> **Data to use**:

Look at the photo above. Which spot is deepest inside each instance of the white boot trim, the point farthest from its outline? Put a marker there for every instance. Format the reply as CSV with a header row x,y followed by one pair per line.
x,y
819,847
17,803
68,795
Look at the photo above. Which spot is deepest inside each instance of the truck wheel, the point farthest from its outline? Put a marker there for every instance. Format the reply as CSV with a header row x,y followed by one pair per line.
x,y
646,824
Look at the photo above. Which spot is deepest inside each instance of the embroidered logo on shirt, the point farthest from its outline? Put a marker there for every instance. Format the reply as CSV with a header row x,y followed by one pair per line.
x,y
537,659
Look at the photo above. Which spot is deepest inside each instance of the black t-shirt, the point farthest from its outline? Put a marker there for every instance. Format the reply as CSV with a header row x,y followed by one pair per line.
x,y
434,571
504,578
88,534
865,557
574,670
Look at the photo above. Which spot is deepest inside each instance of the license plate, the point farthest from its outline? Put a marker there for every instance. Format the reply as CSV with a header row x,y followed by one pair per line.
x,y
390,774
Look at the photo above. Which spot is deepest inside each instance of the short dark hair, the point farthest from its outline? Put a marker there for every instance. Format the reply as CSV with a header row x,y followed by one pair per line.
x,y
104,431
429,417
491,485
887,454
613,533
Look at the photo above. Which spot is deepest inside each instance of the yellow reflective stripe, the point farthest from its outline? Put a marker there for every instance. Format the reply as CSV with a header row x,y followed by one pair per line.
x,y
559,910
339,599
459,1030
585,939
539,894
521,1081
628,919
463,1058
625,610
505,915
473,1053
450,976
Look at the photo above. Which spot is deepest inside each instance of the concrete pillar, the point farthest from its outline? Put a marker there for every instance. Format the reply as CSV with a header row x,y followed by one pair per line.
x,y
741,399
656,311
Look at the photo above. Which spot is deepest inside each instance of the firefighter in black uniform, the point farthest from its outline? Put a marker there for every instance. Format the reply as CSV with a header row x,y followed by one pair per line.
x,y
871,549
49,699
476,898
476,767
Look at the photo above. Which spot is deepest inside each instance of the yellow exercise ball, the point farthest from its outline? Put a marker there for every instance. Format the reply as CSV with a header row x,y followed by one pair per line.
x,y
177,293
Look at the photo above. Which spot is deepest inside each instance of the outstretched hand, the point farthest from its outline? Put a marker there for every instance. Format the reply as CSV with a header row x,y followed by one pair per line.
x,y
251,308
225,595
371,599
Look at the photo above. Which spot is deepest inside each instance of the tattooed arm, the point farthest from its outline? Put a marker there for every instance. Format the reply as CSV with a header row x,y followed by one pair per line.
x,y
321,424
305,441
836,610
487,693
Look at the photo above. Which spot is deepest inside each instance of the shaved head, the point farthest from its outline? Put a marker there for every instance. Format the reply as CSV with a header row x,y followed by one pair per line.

> **Directions for this task**: Give again, word for word, everything in the listing from the line containing "the yellow exercise" down to the end of the listing.

> **Task result**:
Look at the photo above. Which spot is deepest inside each instance of the yellow exercise ball, the point farthest from its outline? Put a marker there for every instance. Format the reply as CSV with a header row x,y followed by one pair per line.
x,y
177,293
Look at the photo above. Which spot is deepest inside each instance of the outstretched hand, the point farthest from its outline? Put a marker there for every instance. Format the reply as CSV with a header row x,y followed by one pair per line.
x,y
251,308
225,595
371,599
Look at the photo above. Which spot is deepest inside each instance of the tattooed arm, the point farthest from its outline? Put a marker there for every instance. Format the reply as CSV with a header row x,y followed by one pair per line.
x,y
321,424
305,441
836,610
487,693
Look at the photo above. Which spot is deepest inside each instance of the shaved head, the point farthest from its outline? Put a marker there for every instance. Format the reply as CSV with a header row x,y followed by one pair per line.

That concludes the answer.